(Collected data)
##########
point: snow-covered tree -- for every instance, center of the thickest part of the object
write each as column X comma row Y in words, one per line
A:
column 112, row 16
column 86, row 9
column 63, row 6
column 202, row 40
##########
Assigned task: Reproduce the full set of records precisely.

Written answer:
point: snow-covered tree -- for every instance, center of the thickest part of the object
write each as column X comma row Y in words, one per line
A:
column 112, row 16
column 86, row 9
column 63, row 6
column 202, row 40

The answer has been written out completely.